━━━━━ TEXT SEGMENT ━━━━━

What has been haunting in our minds for centuries is still engrained
part of our subconscious mind: women are not so much important for
menkind's getting on that their mistakes and misbehaviour must be
criticized. On the other hand men are the pillar of society's progress
and therefore have to be productive and adjusted.

A girl that preferes playing with construction toys may earn amazed
glances or mockery at the worst, in most cases she will be approved for
her untypical preferences today. A woman who rides a motorcycle is
unusal but will be looked upon as exotic person at the worst; a man who
attends ballet lessons with passion will arouse uncomfortable feelings
within the most of us if not the suspicion to be some sort of strange
mind. Every proper porn contents it's woman-loves-woman scene, gay
scenes are etremely rarely welcomed.

Men are much stricter forced to play their role than women are. There an
actually negative thing (i.e. that women are not socially relevant) has
turned to at least one advantage for women.

━━━━━

--- JOB A ---
Set down the passage on gender roles between "A girl that" and "etremely rarely welcomed.", inclusive.
--- JOB B ---
Shorten the paragraph of the passage on gender roles that begins "What has been haunting in our minds" to a single sentence that keeps its main claims.
--- JOB C ---
Extend the passage on gender roles with a few more sentences, beginning after its final sentence.

━━━━━ DATA ROWS ━━━━━

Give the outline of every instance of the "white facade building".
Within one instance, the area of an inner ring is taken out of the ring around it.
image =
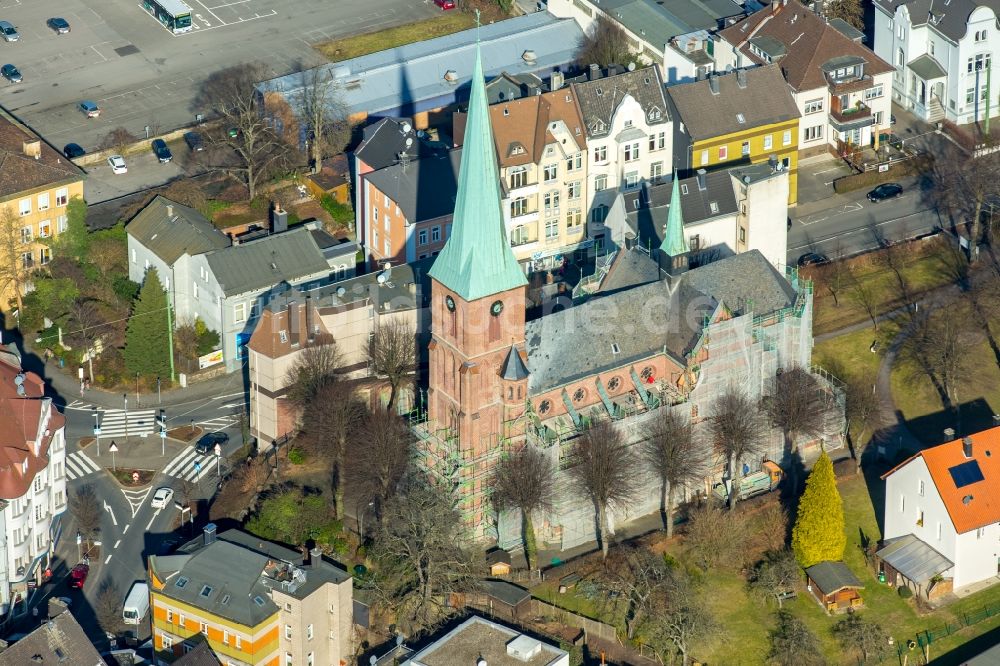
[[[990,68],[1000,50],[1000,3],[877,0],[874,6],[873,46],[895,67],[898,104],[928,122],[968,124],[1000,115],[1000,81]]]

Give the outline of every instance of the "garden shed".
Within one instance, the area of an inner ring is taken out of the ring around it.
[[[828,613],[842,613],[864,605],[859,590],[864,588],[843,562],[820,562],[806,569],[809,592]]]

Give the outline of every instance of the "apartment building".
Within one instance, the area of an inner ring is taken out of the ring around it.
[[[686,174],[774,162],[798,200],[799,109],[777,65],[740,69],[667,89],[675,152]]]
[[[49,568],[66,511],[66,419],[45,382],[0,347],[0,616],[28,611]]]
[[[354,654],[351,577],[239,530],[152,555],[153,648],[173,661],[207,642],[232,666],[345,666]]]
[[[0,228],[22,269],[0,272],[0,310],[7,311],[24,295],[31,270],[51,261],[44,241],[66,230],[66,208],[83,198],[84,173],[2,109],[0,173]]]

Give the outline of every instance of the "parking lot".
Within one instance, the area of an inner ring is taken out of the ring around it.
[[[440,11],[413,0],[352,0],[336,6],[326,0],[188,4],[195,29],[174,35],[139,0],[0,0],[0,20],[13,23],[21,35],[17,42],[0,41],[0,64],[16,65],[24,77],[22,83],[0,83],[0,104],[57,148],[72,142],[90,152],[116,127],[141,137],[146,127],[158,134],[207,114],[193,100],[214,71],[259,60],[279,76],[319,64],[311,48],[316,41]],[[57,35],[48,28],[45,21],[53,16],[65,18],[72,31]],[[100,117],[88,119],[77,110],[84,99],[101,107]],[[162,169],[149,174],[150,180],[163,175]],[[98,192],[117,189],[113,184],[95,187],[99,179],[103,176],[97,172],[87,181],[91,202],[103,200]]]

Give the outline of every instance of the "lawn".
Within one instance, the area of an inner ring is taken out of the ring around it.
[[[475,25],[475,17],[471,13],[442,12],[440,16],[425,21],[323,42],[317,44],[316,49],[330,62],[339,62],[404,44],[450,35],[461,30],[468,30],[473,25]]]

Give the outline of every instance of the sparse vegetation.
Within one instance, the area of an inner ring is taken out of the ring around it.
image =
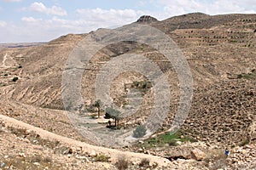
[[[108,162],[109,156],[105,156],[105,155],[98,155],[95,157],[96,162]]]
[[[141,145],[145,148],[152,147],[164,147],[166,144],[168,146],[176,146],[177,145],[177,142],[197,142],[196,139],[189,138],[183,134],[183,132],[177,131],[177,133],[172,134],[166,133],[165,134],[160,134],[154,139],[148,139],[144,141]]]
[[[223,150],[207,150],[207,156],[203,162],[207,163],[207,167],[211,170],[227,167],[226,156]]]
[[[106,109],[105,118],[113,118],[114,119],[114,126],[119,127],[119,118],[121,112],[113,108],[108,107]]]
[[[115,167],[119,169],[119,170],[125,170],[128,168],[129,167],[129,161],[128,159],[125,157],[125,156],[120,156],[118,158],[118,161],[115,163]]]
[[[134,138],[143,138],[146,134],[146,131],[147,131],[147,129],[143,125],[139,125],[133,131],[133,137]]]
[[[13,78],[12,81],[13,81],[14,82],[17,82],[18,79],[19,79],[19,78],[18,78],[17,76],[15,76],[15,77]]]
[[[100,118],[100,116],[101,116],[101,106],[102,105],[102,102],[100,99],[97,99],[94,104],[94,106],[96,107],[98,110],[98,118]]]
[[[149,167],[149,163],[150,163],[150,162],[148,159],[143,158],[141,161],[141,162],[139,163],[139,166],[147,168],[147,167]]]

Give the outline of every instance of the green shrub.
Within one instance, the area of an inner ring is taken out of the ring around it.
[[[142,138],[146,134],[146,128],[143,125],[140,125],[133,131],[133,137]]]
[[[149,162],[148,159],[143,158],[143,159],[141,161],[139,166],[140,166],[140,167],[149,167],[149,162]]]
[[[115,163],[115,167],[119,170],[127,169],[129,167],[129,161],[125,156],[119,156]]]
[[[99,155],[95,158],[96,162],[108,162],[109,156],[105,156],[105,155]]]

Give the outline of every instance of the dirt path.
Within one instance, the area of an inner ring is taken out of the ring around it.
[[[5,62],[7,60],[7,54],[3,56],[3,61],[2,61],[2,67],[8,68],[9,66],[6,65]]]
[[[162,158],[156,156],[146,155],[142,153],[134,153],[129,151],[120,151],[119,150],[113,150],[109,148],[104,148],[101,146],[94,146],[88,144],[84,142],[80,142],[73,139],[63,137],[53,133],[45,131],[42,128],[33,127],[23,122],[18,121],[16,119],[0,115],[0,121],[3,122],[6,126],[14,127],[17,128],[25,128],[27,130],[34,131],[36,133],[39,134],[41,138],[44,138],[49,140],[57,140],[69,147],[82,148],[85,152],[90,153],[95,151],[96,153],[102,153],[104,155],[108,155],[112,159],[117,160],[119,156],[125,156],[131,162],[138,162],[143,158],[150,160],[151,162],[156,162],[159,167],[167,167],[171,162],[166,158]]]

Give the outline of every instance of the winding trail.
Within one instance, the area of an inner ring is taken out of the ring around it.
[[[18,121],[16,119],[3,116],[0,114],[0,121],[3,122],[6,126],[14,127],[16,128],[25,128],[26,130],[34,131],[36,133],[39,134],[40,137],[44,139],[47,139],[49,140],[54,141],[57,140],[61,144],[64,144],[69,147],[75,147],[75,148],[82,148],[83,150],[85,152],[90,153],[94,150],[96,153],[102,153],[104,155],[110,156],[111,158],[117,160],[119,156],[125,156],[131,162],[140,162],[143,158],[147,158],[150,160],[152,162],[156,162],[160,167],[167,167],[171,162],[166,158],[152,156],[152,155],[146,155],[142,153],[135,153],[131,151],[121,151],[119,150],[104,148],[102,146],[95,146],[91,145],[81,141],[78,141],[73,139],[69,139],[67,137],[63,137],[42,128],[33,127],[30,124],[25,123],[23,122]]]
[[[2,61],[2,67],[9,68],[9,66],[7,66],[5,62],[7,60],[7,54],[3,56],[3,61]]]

━━━━━

--- OUTPUT A ---
A girl that preferes playing with construction toys may earn amazed
glances or mockery at the worst, in most cases she will be approved for
her untypical preferences today. A woman who rides a motorcycle is
unusal but will be looked upon as exotic person at the worst; a man who
attends ballet lessons with passion will arouse uncomfortable feelings
within the most of us if not the suspicion to be some sort of strange
mind. Every proper porn contents it's woman-loves-woman scene, gay
scenes are etremely rarely welcomed.

--- OUTPUT B ---
An old belief is still rooted in our subconscious: women matter too little to humanity's progress for their mistakes and misbehavior to be criticized, while men, as the pillar of society's progress, must be productive and well adjusted.

--- OUTPUT C ---
This means, that women should profit by the opportunities they get out
of this aspect of their social status. A man who leads a life of
adjusted behaviour within the prescribed patterns may have not learned
to think twice (men's upbringing and education unfortunately is much
more single-track than women's education); on the other hand, a woman
who leads such a life has not taken advantage of the benefits of her
opportunities and therefore must be too lazy or too stupid to look
further than to the edge of her little private life.

Although women are still socially second-class their personal
development is far ahead of men's. It's about time for men to
emancipate. Then they will understand at last that only a man who is not
emancipated fears women's liberation because it takes away from him the
social casting he diverts his self-portrait from because he has no other
possibility to define himself.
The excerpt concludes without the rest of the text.